Written request
Copy the material below, putting "most central" wherever "innermost" appears and changing nothing else.

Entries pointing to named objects
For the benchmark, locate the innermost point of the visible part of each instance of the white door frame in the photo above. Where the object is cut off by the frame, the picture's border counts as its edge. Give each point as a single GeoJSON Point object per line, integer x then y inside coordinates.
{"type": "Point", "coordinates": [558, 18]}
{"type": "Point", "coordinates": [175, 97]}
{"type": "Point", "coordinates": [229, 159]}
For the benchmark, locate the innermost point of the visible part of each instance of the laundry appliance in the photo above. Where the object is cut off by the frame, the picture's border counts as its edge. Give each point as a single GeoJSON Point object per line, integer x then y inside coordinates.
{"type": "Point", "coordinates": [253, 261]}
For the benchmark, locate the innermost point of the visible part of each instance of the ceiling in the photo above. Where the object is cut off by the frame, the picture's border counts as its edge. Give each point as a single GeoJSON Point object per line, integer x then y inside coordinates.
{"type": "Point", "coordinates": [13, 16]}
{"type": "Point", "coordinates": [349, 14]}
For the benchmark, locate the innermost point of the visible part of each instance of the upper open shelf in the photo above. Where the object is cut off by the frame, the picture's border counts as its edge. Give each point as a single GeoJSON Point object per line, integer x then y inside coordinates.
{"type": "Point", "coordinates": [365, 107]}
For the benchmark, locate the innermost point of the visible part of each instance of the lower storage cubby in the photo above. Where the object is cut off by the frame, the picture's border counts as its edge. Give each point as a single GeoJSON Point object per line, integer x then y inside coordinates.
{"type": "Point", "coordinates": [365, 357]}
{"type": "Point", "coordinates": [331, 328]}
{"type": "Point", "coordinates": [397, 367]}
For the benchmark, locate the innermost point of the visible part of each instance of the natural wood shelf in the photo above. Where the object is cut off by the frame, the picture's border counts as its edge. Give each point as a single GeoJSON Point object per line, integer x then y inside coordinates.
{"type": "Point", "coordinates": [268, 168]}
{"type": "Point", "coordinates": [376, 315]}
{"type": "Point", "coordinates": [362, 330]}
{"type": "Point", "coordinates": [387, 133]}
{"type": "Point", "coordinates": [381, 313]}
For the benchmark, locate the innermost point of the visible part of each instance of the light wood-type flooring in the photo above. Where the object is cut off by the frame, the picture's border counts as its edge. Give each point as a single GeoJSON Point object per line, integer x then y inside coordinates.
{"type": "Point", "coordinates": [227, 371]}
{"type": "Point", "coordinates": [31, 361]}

Response for this exercise
For the benchmark, locate the most central point of the visible part of each instance of the white door frame in the photo above. Where the object is cut off by the frame, the picture's border counts as its edge. Give each point as a single GeoJSON Point object per line, integer x then y inside coordinates.
{"type": "Point", "coordinates": [558, 18]}
{"type": "Point", "coordinates": [175, 97]}
{"type": "Point", "coordinates": [229, 159]}
For the benchmark, locate the most central point of the visible part of each instance of the laundry appliance in the photo above. Where the object is cut off by the frame, the picture's border counts as its edge. Give each point as a single GeoJSON Point object per line, integer x then y inside coordinates.
{"type": "Point", "coordinates": [253, 261]}
For the benchmark, locate the most central point of the visible part of each instance of the ceiling in the photo above. Where the object is cut off by the frame, the picture's border counts as its edge. Give each point as a single GeoJSON Point object per line, integer x then y inside coordinates.
{"type": "Point", "coordinates": [13, 16]}
{"type": "Point", "coordinates": [349, 14]}
For the benchmark, locate the most central point of the visible part of each instance of the upper open shelf in the photo above. Where the object is cut off by the frame, the picture's border counts as its edge. Give each point as a single GeoJSON Point object per line, integer x then y inside coordinates.
{"type": "Point", "coordinates": [365, 107]}
For the benchmark, locate the most central point of the visible part of each instance of the lower storage cubby in the photo above. Where the object is cut off by the frame, the picture's border counts as its edge. Give each point as a single GeoJSON Point object per line, integer x then y inside coordinates.
{"type": "Point", "coordinates": [365, 357]}
{"type": "Point", "coordinates": [331, 328]}
{"type": "Point", "coordinates": [397, 367]}
For the benchmark, locate the most central point of the visible part of each instance of the natural wood shelf in the photo above. Where the object is cut off by the frame, the picture's border counts as its edge. Give each point as a single GeoJSON Point object per line, integer x then y inside coordinates.
{"type": "Point", "coordinates": [268, 168]}
{"type": "Point", "coordinates": [376, 315]}
{"type": "Point", "coordinates": [362, 330]}
{"type": "Point", "coordinates": [387, 133]}
{"type": "Point", "coordinates": [381, 313]}
For the benchmark, locate the most central point of the visible part of each instance of the light wood-type flooring in the photo above. Where the object is cut off by the frame, the picture's border counts as its edge. Give each point as a single GeoJSON Point object per line, integer x then y inside coordinates.
{"type": "Point", "coordinates": [227, 371]}
{"type": "Point", "coordinates": [31, 361]}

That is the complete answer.